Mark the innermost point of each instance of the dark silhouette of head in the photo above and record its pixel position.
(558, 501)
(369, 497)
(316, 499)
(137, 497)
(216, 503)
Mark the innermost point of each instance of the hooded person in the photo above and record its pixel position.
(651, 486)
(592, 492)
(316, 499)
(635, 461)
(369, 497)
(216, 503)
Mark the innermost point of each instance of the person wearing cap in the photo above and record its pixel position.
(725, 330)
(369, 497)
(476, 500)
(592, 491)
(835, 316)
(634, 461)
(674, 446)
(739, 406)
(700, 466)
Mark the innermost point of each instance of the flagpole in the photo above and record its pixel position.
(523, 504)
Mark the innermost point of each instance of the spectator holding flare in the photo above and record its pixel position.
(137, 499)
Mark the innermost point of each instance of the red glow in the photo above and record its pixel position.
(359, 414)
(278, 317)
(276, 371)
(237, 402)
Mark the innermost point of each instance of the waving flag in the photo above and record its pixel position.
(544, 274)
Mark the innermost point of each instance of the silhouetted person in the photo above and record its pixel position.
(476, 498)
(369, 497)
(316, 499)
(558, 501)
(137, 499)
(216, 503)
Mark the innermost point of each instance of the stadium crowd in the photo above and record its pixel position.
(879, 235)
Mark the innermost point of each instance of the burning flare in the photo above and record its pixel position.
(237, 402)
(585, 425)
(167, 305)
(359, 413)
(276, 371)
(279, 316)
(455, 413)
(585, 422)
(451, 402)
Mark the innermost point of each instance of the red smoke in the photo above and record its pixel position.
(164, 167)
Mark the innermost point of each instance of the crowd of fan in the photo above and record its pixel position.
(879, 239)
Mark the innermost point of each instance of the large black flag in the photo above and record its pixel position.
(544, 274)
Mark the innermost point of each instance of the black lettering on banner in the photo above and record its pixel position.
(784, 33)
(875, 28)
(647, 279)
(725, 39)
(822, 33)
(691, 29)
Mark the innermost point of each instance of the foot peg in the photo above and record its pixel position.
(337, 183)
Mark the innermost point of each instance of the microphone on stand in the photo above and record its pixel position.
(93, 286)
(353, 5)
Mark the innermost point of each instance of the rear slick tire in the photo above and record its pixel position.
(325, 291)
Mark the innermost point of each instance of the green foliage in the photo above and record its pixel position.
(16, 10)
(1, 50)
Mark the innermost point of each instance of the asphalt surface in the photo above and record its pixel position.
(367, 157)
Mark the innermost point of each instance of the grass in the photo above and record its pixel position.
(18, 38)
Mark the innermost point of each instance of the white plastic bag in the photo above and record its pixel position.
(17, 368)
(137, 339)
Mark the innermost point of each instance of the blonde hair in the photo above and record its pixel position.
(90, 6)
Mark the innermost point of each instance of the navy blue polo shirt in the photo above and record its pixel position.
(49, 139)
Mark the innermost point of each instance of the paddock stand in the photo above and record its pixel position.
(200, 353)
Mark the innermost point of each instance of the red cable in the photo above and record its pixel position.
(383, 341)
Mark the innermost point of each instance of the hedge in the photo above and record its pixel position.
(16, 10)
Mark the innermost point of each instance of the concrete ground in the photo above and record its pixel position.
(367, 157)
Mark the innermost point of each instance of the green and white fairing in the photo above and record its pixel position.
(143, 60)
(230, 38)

★ ★ ★ ★

§ **GOAL**:
Each record above must be given again exactly.

§ **SOLVED PROBLEM**:
Mark the innermost point of each instance of the dark silhouette of head in the photo above and record its pixel position.
(558, 501)
(369, 497)
(316, 499)
(137, 497)
(216, 503)
Mark the innermost point of each instance of the hooded person in the photo above and record its pixel position.
(651, 486)
(592, 492)
(316, 499)
(635, 461)
(369, 497)
(216, 503)
Mark the innermost point of each instance of the person wearing cap in the photo above and record its pixel position.
(725, 330)
(369, 497)
(476, 500)
(592, 491)
(835, 316)
(634, 461)
(674, 446)
(739, 406)
(700, 466)
Mark the innermost point of each instance of the flagpole in the photo above and record its pixel position.
(523, 504)
Mark the innermost point of each instance of the spectator holding flare in the photo above and record its pixel position.
(137, 499)
Mark the innermost point of each instance of the red glow in the photo above and record its pixel position.
(359, 414)
(278, 317)
(276, 371)
(237, 402)
Mark the innermost point of each instance of the waving flag in the photo above and record its pixel position.
(544, 274)
Mark the innermost point of each instance of the silhouetted person in the photo above and record its pixel position.
(476, 498)
(369, 497)
(316, 499)
(558, 501)
(137, 499)
(216, 503)
Mark the innermost point of each instance of the stadium crowd in the photo above and record its pixel position.
(879, 235)
Mark the innermost point of each instance of the burning flare in the photo above and record its pixel position.
(237, 402)
(585, 425)
(167, 305)
(359, 413)
(276, 371)
(279, 316)
(455, 413)
(585, 422)
(451, 402)
Mark the innermost point of each instance of the red smoke in the photo above and record its pixel position.
(164, 167)
Mark the innermost point of each instance of the crowd of fan in the photo above and record its pixel position.
(879, 239)
Mark the innermost point of each instance of the large black flag in the photo above and record its pixel position.
(544, 274)
Mark the innermost point of each instance of the black lettering on banner in the photo above and record its pixel position.
(784, 33)
(875, 28)
(647, 279)
(725, 39)
(822, 33)
(691, 29)
Mark the innermost point of each instance of the foot peg in the photo above and record its pixel position.
(337, 183)
Mark the innermost point of each instance of the microphone on stand in the photo above and record its pixel position.
(93, 286)
(353, 5)
Mark the innermost point of each instance of the rear slick tire in the photo above and record its pixel position.
(325, 291)
Mark the innermost point of each instance of the green foliage in the photo above and record its pixel position.
(16, 10)
(1, 50)
Mark the innermost point of each instance of the asphalt surface in the photo above and record its pixel position.
(367, 157)
Mark the innermost point of each instance of the grass in the photo above and record its pixel position.
(18, 38)
Mark the innermost point of each instance of the white plastic bag in the photo above and record its pixel position.
(17, 368)
(137, 339)
Mark the innermost point of each instance of the blonde hair in the photo above and record its pixel position.
(90, 6)
Mark the innermost point of each instance of the navy blue polo shirt in the photo above and record its pixel position.
(49, 139)
Mark the innermost point of each instance of the paddock stand in the photo above and record its pixel position.
(200, 353)
Mark the innermost point of each instance of the red cable in the photo above and record its pixel position.
(383, 341)
Mark the innermost point of each instance of the hedge in the photo above and record its pixel position.
(16, 10)
Mark the innermost point of each instance of the concrete ground in the photo above and record its pixel position.
(367, 157)
Mark the innermost point of each instance of the green and white fairing in the photo above and record its pixel position.
(143, 60)
(230, 38)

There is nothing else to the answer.